Can you copy out the abstract's passage beginning at the words "Setting: David J" and ending after "City, Utah, USA.", switching "USA" to "United States"?

▶ _EXTRACT PROVIDED_
Segment Open

Purpose: To report the clinicopathologic features of 4 intraocular lenses (IOLs) composed of 3 different hydrophilic biomaterials explanted from children who had postoperative opacification of the IOL optic.
Setting: David J Apple, MD, Laboratories for Ophthalmic Devices Research, John A. Moran Eye Center, Department of Ophthalmology and Visual Sciences, University of Utah, Salt Lake City, Utah, USA.
Methods: The IOLs were explanted 20, 11, 22, and 25 months postoperatively from children aged 10, 3, 36, and 20 months old, respectively, at IOL implantation. Clinical data were obtained to correlate the findings with possible associated risk factors. The explanted IOLs were examined by gross and light microscopy. They were further analyzed with a stain for calcium, alizarin red 1%. Scanning electron microscopy and energy dispersive X-ray spectroscopy (EDS) were also performed.
Results: The primary reason for cataract surgery in Case 1 and Case 2 was persistent hyperplastic primary vitreous (PHPV); 1 patient received a B-Lens IOL (Hanita) and the other a Centerflex IOL (Rayner). The primary reason in Case 3 was familial bilateral congenital cataract and in Case 4, rubella cataract; both patients received a Hydroview IOL (Bausch & Lomb). All 4 IOLs had surface deposits on the optic, but the morphology of the deposits on the B-Lens and Centerflex IOLs was different than that in previously reported cases. The deposits in all four cases stained positive with alizarin red and consisted of calcium and phosphorus when imaged with EDS.
Conclusions: Calcified deposits on 2 Hydroview IOLs explanted from children were similar to those seen in adults with the same IOL. The deposits on the B-Lens and Centerflex IOLs were probably secondary to a breakdown of the blood-aqueous barrier caused by preexisting PHPV.

Segment Closed

▶ _Referring expression data_

Segment Open

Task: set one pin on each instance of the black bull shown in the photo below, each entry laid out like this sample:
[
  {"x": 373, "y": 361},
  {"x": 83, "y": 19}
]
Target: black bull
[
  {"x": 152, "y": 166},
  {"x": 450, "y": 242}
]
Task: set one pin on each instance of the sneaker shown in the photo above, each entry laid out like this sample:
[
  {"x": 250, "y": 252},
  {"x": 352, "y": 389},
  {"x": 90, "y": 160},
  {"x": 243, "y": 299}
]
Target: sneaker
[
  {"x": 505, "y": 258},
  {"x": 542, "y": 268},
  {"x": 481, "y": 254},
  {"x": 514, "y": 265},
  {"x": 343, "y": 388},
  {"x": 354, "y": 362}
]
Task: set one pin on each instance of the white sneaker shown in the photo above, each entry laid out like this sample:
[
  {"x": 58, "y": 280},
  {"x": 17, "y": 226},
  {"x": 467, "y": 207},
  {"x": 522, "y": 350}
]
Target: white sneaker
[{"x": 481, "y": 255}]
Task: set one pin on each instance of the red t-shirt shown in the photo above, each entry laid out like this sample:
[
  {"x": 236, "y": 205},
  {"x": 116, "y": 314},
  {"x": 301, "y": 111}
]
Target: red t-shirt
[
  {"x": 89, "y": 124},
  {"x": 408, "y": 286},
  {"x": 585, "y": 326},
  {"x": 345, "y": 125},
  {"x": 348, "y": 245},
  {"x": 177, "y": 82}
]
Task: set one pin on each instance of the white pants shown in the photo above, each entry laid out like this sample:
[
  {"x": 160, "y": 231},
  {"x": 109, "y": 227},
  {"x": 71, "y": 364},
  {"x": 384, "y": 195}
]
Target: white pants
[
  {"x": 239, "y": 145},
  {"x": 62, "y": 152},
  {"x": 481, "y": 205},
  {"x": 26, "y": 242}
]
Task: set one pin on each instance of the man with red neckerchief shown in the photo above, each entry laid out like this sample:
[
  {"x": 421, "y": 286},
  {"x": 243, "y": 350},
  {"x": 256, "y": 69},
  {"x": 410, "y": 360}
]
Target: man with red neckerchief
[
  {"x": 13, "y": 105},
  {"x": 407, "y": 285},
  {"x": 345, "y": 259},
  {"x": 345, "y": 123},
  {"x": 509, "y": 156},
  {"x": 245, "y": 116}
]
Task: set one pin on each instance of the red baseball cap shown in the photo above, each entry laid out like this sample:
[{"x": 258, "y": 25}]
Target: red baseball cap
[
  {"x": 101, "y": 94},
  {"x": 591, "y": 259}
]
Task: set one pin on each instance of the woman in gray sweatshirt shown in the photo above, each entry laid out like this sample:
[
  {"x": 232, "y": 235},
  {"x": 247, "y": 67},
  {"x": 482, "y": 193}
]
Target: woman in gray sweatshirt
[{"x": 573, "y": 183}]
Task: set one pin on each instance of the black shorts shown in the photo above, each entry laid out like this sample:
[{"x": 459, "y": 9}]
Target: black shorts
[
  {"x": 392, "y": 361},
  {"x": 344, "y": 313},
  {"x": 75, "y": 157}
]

Segment Closed

▶ _EXERCISE OUTPUT_
Setting: David J Apple, MD, Laboratories for Ophthalmic Devices Research, John A. Moran Eye Center, Department of Ophthalmology and Visual Sciences, University of Utah, Salt Lake City, Utah, United States.